- [STATED TASK]: With the pictures left out, copy the listing below exactly.

- [THE DATA]:
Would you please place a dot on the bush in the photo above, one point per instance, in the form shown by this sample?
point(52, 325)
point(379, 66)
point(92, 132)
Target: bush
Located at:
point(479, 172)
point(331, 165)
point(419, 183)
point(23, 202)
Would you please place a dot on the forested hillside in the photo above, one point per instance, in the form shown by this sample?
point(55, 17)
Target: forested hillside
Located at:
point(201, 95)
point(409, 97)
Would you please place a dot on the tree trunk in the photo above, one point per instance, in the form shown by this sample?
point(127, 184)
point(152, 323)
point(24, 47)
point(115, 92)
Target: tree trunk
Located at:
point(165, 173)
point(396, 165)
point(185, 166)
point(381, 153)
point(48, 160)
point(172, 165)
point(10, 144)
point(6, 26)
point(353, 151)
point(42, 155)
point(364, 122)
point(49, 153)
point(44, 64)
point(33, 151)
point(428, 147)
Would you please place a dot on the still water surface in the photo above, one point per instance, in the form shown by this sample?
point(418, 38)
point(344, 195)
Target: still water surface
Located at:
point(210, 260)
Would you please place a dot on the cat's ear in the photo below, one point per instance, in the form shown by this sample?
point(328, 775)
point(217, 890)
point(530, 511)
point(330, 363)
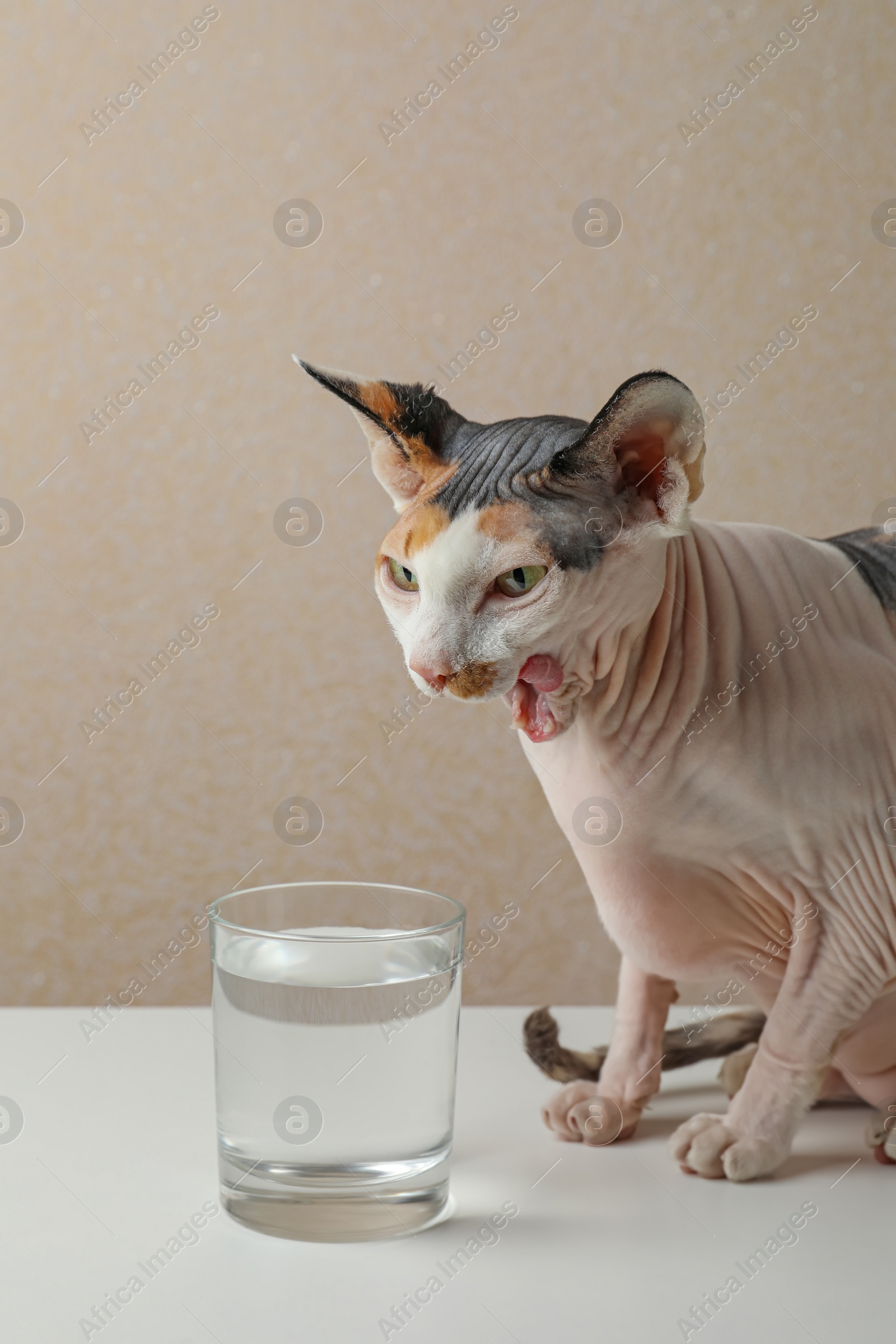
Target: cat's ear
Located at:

- [PROBLEM SOLUTION]:
Would you please place a dot on the bush in the photo above, one point per instance, in the form shown by this sample?
point(52, 325)
point(379, 66)
point(92, 132)
Target: bush
Located at:
point(479, 172)
point(331, 165)
point(419, 183)
point(23, 202)
Would you please place a dot on the forested hillside in the photo above, one point per instance, in the form shown by this sample?
point(55, 17)
Target: forested hillside
Located at:
point(201, 95)
point(409, 97)
Would you please place a dot on the tree trunk in the photo above, one point per instance, in the form shown by this sample?
point(127, 184)
point(152, 323)
point(24, 47)
point(115, 92)
Target: tree trunk
Located at:
point(165, 173)
point(396, 165)
point(185, 166)
point(381, 153)
point(48, 160)
point(172, 165)
point(10, 144)
point(6, 26)
point(353, 151)
point(42, 155)
point(364, 122)
point(49, 153)
point(44, 64)
point(33, 151)
point(428, 147)
Would you please place a dot on the still water surface in the photo above, one point per instance, in the form shown by this sample?
point(418, 38)
point(344, 195)
Target: still water surface
Located at:
point(210, 260)
Would you please place a dot on the cat's ear in the photo below, one point per instance, in the form shown by this sample?
point(328, 775)
point(217, 890)
point(530, 511)
point(330, 363)
Target: cat's ear
Located at:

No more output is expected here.